EXERCISES>
**a.** Revise the episode description from "Energy Future: Powering" to "modern AI systems.", putting "graphics processors" in place of "GPUs".
**b.** Report every line of the entries that contains the string "cloud". Case counts.
--- begin SOURCE ---
Energy Future: Powering Tomorrow’s Cleaner World

Power Grab: AI Data Centers and the Electric Grid - Part 2

Peter Kelly-Detwiler Episode 24

Picture a future where AI not only writes a quarter of Google's new code but also reshapes entire industries with unparalleled cost-efficiency. This is not a distant possibility but a current reality, as we unpack the transformative power of AI in our latest episode. We promise a comprehensive understanding of the staggering $200 billion investments by tech giants in AI data centers, a move redefining infrastructure landscapes. Discover how the might of GPUs is propelling AI models to new heights, amid challenges of chip shortages and the complex dance of data availability. Delve into the intricacies of tokenization and its critical role in processing data for these modern AI systems.
--- end SOURCE ---
--- begin RECORDS SUPPLIED ---
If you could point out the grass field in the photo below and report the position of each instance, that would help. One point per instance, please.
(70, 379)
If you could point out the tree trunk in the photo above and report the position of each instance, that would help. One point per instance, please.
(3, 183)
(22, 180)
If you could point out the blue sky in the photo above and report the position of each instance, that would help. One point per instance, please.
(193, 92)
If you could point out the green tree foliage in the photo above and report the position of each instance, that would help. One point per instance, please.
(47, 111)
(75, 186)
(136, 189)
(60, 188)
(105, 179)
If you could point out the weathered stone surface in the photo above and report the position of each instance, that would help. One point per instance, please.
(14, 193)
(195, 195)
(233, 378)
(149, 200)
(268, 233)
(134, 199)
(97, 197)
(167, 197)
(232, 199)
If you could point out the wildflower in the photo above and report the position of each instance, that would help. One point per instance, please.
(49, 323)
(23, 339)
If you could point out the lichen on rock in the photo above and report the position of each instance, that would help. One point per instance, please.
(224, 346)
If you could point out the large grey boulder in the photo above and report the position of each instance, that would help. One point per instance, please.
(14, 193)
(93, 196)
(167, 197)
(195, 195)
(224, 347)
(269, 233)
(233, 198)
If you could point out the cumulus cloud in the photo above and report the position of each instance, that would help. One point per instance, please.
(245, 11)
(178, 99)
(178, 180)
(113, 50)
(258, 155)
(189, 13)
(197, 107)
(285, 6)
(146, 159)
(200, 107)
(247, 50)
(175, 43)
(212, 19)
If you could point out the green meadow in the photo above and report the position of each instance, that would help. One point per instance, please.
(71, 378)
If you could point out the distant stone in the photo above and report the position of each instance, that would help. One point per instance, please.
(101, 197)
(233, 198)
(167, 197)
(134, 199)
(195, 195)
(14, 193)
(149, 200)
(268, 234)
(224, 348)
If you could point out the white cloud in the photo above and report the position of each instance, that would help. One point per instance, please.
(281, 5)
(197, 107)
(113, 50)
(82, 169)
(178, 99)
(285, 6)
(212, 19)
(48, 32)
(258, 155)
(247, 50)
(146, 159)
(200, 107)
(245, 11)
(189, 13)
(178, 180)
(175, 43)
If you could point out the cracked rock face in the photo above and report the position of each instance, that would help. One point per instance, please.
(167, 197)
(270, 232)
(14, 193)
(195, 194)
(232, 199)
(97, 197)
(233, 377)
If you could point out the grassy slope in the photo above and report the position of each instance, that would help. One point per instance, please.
--- end RECORDS SUPPLIED ---
LIST OF SOLUTIONS>
**a.**
Energy Future: Powering Tomorrow’s Cleaner World

Power Grab: AI Data Centers and the Electric Grid - Part 2

Peter Kelly-Detwiler Episode 24

Picture a future where AI not only writes a quarter of Google's new code but also reshapes entire industries with unparalleled cost-efficiency. This is not a distant possibility but a current reality, as we unpack the transformative power of AI in our latest episode. We promise a comprehensive understanding of the staggering $200 billion investments by tech giants in AI data centers, a move redefining infrastructure landscapes. Discover how the might of graphics processors is propelling AI models to new heights, amid challenges of chip shortages and the complex dance of data availability. Delve into the intricacies of tokenization and its critical role in processing data for these modern AI systems.

**b.**
If you could point out the cumulus cloud in the photo above and report the position of each instance, that would help. One point per instance, please.
If you could point out the white cloud in the photo above and report the position of each instance, that would help. One point per instance, please.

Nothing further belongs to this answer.